Work instructions: Where the records below have a line with "negative", that line is to be copied.

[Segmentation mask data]
Segment Open

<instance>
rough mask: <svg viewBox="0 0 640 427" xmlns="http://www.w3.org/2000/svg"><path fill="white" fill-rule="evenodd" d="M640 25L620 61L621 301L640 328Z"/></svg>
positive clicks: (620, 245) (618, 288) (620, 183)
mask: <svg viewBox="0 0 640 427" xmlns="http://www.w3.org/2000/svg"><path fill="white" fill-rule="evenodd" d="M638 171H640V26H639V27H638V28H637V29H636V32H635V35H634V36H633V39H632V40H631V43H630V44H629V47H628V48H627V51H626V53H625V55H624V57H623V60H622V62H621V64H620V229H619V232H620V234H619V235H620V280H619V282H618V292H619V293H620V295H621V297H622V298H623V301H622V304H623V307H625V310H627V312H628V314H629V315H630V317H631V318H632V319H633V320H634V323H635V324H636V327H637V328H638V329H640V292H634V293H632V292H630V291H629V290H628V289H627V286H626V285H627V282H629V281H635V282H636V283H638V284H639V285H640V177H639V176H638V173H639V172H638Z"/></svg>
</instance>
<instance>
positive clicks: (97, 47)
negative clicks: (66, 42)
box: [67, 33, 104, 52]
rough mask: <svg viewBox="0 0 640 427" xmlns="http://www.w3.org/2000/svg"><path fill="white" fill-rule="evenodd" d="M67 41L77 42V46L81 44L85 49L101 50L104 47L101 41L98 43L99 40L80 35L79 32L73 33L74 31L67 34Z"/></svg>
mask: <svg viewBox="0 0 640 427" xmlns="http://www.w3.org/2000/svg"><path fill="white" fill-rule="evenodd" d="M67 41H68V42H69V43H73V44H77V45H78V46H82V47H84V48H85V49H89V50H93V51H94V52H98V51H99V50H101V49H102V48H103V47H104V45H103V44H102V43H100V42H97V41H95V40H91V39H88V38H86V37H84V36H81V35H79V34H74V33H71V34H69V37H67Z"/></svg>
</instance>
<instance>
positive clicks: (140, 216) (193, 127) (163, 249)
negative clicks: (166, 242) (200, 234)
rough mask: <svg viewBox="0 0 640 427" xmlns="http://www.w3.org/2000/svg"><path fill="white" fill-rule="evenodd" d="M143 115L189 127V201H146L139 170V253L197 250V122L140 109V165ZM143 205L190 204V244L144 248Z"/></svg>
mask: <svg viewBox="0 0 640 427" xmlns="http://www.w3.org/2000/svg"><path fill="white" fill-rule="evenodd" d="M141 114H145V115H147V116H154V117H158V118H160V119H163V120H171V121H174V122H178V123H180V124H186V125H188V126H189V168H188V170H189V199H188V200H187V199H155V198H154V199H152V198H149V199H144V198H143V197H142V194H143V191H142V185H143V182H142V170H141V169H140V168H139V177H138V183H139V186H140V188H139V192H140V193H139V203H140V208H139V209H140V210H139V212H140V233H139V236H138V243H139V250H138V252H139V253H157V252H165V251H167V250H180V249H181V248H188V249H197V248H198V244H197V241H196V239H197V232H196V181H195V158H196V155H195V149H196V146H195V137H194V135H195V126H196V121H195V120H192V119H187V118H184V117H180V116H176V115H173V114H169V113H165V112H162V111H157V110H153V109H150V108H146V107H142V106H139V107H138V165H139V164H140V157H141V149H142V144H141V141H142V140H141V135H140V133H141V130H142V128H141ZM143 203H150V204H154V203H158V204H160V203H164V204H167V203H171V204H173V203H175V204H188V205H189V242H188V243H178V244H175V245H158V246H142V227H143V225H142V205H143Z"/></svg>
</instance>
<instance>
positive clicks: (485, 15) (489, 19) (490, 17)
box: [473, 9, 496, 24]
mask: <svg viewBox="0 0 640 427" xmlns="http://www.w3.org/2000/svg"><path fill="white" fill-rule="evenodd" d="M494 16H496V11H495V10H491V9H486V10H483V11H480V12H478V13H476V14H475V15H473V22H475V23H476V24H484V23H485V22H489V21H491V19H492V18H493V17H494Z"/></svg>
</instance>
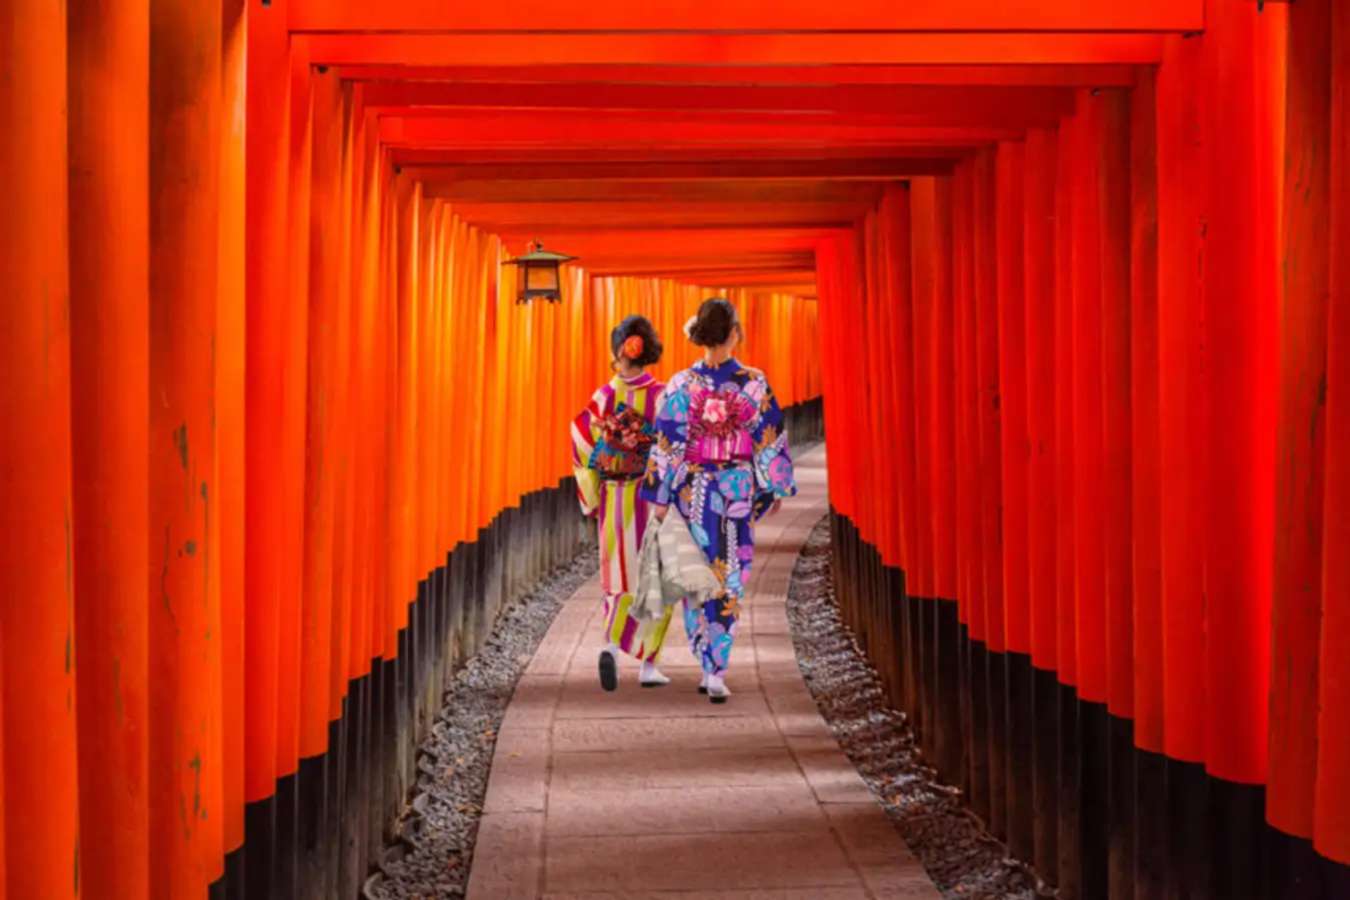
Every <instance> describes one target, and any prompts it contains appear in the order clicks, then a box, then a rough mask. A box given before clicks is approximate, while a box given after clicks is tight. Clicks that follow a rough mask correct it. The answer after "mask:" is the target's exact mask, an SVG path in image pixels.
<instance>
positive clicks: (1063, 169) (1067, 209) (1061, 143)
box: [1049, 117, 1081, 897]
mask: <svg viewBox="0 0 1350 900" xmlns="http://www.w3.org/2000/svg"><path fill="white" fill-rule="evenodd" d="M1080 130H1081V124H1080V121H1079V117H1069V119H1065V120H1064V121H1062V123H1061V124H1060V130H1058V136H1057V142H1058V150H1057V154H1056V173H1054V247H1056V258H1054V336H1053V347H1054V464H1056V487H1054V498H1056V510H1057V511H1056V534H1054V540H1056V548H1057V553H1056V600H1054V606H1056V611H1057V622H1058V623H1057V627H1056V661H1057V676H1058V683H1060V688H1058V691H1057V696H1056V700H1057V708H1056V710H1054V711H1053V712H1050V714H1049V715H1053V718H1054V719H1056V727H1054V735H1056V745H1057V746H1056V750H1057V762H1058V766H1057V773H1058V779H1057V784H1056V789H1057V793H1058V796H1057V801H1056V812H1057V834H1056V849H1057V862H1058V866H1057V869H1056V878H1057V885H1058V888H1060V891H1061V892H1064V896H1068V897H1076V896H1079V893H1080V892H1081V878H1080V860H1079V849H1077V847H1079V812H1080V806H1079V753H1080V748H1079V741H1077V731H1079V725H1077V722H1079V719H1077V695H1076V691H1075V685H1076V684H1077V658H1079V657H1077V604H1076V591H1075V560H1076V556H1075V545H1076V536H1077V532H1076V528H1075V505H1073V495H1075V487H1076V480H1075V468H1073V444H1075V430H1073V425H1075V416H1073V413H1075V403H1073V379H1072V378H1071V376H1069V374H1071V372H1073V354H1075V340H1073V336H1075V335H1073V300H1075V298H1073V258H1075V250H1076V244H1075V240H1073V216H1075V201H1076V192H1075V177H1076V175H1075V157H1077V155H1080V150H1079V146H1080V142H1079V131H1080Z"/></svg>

Segment Closed
Segment Open

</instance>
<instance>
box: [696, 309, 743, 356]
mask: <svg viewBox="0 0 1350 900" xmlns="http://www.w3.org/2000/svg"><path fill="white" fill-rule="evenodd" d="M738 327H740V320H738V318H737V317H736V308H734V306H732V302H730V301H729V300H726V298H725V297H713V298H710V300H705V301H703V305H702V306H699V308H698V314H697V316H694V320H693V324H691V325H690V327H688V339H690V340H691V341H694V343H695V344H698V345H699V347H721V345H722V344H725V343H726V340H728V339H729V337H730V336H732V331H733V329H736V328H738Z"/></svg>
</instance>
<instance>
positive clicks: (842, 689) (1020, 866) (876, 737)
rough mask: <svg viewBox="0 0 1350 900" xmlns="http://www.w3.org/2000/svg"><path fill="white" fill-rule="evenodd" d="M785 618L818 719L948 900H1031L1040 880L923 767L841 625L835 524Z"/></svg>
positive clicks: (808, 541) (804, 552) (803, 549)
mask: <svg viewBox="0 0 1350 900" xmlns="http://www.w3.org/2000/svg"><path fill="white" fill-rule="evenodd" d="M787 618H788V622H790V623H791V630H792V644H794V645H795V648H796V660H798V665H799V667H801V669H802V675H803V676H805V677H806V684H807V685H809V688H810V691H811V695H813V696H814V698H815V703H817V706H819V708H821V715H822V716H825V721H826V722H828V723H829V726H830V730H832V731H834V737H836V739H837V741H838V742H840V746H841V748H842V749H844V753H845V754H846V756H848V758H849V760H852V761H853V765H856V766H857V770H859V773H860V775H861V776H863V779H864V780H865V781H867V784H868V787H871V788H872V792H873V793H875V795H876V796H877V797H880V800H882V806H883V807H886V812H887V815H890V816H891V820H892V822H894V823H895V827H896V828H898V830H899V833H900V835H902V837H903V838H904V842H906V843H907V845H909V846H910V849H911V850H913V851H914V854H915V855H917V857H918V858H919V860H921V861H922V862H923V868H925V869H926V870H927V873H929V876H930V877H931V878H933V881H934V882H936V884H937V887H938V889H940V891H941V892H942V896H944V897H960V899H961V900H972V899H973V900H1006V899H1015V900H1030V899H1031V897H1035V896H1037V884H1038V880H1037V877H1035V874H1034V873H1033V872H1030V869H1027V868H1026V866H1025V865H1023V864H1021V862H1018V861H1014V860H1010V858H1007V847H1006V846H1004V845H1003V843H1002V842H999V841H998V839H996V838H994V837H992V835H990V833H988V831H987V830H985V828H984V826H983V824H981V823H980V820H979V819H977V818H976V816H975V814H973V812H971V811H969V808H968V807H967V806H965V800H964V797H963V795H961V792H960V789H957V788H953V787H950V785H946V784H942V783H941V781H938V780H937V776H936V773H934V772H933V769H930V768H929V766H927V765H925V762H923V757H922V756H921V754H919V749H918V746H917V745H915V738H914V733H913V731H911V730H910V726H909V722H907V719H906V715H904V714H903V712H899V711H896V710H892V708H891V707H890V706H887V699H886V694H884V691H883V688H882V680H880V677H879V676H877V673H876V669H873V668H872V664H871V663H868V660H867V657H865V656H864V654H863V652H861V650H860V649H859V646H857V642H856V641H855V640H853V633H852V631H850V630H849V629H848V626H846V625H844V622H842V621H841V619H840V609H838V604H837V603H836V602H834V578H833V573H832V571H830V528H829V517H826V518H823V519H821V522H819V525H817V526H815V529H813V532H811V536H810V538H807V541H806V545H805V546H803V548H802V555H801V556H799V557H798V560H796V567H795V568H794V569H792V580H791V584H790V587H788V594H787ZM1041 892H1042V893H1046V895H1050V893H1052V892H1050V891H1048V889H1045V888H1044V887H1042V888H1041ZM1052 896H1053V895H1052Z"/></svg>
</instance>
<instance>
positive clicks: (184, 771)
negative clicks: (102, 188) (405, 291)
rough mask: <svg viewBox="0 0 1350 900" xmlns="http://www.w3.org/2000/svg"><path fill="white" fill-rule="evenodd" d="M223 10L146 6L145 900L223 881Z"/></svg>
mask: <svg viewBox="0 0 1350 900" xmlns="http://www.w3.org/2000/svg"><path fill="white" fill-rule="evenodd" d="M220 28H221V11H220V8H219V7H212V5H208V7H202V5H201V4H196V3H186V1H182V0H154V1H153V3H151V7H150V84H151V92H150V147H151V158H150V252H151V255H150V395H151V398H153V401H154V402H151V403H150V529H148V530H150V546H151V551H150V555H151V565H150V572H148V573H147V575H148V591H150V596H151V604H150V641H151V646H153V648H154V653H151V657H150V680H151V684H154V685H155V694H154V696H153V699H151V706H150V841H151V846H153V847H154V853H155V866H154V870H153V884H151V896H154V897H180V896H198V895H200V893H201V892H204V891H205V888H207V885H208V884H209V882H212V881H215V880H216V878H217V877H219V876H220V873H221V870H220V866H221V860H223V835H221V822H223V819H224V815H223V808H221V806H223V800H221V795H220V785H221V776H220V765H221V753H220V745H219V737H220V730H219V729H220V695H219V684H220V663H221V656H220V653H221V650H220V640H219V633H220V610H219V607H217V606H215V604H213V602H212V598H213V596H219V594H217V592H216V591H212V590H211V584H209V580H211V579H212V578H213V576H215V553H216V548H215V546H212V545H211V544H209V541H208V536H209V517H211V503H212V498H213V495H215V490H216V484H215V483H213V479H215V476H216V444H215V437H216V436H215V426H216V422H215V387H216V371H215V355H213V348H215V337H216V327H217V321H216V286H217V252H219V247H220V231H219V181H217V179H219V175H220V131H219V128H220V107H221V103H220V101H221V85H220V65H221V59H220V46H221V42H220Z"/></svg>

Segment Closed

Response below:
negative clicks: (66, 42)
negative clicks: (166, 242) (200, 234)
negative clicks: (102, 188) (405, 291)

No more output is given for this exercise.